[RECORD EXCERPTS — start]

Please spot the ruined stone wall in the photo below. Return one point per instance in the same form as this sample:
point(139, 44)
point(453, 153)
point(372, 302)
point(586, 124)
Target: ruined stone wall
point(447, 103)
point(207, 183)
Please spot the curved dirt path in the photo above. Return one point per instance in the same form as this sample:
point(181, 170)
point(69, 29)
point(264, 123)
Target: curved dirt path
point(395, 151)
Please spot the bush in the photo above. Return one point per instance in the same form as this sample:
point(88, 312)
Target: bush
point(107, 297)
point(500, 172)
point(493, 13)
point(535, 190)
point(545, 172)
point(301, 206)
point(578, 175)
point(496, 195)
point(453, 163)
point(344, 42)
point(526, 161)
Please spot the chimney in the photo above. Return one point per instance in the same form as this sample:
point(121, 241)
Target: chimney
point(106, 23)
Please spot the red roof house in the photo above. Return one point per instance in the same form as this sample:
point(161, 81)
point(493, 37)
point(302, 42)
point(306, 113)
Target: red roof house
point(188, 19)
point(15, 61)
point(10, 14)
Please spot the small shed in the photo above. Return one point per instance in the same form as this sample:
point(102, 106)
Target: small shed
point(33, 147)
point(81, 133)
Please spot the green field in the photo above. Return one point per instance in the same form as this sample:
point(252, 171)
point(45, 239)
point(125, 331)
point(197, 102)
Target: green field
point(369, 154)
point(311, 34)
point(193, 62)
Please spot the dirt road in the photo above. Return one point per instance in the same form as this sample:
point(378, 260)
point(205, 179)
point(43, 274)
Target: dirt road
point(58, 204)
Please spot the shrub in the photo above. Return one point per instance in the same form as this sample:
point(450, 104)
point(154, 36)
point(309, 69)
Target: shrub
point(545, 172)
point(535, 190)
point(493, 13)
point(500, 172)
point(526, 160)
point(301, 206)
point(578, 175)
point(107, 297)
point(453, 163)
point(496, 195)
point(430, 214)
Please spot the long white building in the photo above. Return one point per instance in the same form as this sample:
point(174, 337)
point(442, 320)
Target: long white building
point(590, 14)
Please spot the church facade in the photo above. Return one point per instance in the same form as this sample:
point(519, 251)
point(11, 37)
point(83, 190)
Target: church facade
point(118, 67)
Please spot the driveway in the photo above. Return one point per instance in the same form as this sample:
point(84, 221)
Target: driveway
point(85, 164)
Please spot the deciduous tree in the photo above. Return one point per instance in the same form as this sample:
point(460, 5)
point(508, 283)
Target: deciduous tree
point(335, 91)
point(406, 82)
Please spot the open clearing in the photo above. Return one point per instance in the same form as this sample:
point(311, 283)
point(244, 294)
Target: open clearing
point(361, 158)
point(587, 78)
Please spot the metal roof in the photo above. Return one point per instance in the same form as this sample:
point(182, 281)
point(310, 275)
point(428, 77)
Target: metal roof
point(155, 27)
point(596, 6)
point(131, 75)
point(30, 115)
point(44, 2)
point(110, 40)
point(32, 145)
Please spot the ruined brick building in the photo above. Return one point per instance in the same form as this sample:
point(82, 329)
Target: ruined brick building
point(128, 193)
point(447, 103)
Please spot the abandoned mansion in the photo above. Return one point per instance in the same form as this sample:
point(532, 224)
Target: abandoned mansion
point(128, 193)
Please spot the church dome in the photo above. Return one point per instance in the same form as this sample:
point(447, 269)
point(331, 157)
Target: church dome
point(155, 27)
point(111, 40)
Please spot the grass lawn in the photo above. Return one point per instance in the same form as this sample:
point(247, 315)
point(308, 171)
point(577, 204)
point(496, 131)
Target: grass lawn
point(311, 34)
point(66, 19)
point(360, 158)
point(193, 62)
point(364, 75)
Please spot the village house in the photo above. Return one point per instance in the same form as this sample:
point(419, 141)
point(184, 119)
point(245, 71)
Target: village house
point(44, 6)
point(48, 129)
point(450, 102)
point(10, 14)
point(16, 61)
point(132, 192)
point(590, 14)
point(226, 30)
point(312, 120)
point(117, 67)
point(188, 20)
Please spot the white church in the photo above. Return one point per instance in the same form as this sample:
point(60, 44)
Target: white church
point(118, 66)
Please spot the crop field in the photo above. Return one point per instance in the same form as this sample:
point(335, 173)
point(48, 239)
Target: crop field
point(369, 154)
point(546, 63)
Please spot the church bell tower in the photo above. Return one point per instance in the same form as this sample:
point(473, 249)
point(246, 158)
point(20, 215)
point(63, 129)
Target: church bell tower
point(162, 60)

[RECORD EXCERPTS — finish]
[RECORD EXCERPTS — start]

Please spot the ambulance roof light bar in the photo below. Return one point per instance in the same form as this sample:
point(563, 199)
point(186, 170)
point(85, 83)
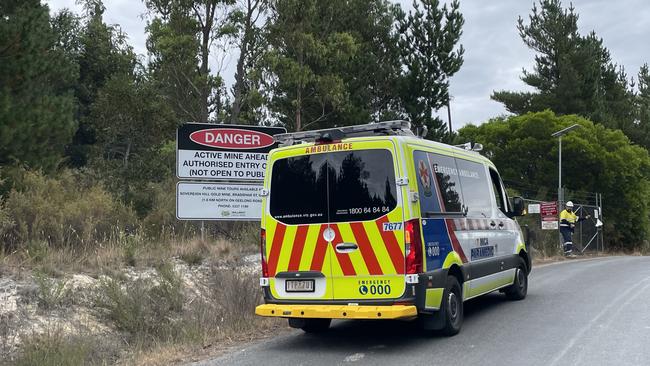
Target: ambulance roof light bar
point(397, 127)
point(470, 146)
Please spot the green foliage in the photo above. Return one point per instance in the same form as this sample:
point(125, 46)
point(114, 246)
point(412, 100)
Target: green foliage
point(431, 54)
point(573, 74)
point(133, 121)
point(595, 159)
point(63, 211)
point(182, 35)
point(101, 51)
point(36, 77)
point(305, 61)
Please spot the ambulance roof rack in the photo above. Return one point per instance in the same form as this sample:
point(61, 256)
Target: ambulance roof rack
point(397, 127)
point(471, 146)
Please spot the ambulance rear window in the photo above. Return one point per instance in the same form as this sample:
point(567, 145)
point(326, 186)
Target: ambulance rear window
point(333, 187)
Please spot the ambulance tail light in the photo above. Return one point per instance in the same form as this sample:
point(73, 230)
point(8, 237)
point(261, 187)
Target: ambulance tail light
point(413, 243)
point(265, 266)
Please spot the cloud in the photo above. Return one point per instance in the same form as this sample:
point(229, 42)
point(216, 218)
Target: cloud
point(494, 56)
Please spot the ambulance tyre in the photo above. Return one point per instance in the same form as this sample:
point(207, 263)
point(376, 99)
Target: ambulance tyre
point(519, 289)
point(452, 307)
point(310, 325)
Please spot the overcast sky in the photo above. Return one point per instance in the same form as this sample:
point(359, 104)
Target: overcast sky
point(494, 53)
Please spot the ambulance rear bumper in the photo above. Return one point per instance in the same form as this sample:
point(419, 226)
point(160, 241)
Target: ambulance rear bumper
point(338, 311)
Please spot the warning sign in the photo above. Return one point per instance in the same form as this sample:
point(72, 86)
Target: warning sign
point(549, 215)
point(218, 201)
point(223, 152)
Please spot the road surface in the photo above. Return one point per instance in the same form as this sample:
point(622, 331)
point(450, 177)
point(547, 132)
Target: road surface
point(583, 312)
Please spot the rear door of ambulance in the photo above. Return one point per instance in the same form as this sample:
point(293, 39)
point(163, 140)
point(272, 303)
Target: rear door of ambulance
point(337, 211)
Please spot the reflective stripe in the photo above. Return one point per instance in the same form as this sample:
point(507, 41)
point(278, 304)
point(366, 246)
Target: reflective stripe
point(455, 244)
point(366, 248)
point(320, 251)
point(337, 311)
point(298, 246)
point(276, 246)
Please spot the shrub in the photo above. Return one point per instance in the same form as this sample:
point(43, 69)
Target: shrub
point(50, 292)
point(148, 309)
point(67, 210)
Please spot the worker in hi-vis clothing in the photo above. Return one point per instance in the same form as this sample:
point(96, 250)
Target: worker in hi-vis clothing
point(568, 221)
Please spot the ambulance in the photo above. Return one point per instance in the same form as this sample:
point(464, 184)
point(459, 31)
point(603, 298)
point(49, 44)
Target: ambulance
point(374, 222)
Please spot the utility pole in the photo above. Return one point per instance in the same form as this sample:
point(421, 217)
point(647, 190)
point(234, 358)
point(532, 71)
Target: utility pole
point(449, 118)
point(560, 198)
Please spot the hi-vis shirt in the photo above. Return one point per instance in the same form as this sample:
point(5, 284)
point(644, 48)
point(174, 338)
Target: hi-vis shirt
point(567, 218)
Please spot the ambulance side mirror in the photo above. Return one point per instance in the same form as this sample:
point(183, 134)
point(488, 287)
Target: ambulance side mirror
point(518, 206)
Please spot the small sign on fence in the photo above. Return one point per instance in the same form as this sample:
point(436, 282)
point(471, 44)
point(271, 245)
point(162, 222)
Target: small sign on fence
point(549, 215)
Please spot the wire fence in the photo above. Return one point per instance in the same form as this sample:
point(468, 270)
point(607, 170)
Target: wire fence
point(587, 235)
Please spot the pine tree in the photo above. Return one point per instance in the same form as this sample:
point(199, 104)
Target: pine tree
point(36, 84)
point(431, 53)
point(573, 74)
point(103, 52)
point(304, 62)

[RECORD EXCERPTS — finish]

_WORK REQUIRED_: In the listing above, find each line with the word "below" and return it.

_OUTPUT FOR THIS TASK_:
Please spot the ruined stone wall in the photo below. Return one point per instance in the same form as this sample:
Please spot the ambulance roof light bar in the photo below. Return one point per instance in the same form as this sample:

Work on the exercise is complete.